-- GIVEN PASSAGE follows --

Postprandial test is used to measure blood plasma glucose 2 hours after meals. The time is counted from the moment a person starts taking meal. In most general words, this type of test shows how quickly and effectively your body cells absorb glucose from your blood or show how tolerant the body is to glucose.

Glucose levels in our blood reach peak levels approxomately 1 hour after meal. After that, sugar levels in healthy a person's blood start to lower and should return to preprandial levels within 2–3 hours after meals. In diabetic persons, these timeframes are altered.

-- GIVEN PASSAGE concluded --
-- RECORD EXTRACTS follows --

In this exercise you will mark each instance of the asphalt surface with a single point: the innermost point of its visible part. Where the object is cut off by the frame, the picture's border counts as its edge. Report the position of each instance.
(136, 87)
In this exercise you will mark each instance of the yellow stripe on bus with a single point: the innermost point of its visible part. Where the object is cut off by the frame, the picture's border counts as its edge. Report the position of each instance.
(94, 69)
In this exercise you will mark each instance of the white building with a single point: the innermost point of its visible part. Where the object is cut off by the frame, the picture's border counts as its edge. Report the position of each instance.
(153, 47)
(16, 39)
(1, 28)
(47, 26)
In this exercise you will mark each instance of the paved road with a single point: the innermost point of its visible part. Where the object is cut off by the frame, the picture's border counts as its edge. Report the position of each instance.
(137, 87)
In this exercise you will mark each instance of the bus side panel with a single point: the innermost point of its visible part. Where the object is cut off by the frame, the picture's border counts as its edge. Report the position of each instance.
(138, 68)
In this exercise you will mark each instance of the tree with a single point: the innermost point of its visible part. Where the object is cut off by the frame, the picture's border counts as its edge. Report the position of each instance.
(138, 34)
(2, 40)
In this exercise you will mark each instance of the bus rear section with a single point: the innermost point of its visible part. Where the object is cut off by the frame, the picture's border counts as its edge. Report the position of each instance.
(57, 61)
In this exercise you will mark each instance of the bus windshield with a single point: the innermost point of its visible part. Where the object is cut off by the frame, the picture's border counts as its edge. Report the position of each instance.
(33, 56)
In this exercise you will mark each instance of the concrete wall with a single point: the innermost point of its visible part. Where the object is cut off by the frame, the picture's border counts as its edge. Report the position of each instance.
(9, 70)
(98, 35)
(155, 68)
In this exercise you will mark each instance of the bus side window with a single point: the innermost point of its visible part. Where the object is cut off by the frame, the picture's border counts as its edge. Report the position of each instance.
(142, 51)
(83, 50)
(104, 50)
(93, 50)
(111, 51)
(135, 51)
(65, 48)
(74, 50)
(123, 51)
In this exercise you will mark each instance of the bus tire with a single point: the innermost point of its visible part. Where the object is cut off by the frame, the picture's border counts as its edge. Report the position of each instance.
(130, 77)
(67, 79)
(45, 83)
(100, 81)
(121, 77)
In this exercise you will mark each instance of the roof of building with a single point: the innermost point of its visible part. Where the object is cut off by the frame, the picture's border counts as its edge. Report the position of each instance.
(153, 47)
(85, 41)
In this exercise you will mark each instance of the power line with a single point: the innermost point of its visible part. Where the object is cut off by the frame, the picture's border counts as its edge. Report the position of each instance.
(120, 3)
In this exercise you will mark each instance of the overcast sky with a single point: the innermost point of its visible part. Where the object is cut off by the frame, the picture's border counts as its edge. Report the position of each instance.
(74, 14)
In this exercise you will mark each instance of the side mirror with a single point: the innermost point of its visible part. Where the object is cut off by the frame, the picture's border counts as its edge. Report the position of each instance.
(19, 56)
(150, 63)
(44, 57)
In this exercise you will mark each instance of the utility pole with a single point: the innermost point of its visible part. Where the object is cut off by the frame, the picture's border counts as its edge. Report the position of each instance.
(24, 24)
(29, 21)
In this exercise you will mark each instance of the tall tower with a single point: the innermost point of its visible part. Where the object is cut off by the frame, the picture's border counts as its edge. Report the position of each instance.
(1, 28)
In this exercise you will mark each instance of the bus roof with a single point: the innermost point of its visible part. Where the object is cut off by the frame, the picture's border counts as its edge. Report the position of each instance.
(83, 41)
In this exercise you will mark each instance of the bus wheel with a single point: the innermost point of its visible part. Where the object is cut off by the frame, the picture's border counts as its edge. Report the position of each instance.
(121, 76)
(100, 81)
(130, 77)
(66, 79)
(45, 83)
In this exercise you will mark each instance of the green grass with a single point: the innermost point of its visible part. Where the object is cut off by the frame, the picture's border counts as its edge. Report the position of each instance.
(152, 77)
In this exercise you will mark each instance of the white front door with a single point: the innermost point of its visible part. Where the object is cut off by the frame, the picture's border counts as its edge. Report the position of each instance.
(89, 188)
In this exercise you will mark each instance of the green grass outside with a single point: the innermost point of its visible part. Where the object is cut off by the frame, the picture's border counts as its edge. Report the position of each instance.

-- RECORD EXTRACTS concluded --

EXERCISES TO COMPLETE:
1 – In the passage on postprandial glucose testing, about how long after a meal do blood glucose levels reach their peak?
2 – Continue the passage on postprandial glucose testing from the point where it stops.
The records play no part in what is asked here.

WRITTEN RESPONSES:
1 – Glucose levels peak approximately 1 hour after a meal.

2 –
IDF guidelines for interpreting PPG results are the following:

  • below 3.9 mmol/l (70 mg/dL) - too low, may point to reacitve reactive hypoglycemia
  • under 7.8 mmol/l (140 mg/dl) - normal
  • between 7.8 and 11.1 mmol/l (140 and 200 mg/dl) - impaired glucose tolerance:
  • equal or above 11.1 mmol/l (200 mg/dl) - Diabetes

However, unlike fasting blood glucose test, this type of test does not diagnose diabets and American Diabetes Association does not recommend using PPG for this pursose. One of the reasons for that is that PPG test resutls may be affected by medications, taken by a person, foods eaten 2 hours before the test, peciliarities of one's diet or recent illnesses. All these factors should be taken into account while interpreting test results. In order to mitigate interference of food factor and peculiarities of a person's diet, UK doctors use a stricter version of PPG - Oral Glucose Tolerance Test. For tesing results, a certain amount of glucose (75g according to International Diabetes Federation standards) and glucose is measured 2 hours after that.

A PPG test can only confirm postprandial hyperglycemia, reactive hypoglycemia or impaired glucose tolerance. However, being aware of PPG is important becuase, according to the International Diabetes Federation, elevated PPG levels form a risk factor for macrovascular disease.

Oral glucose tolerance test (OGTT)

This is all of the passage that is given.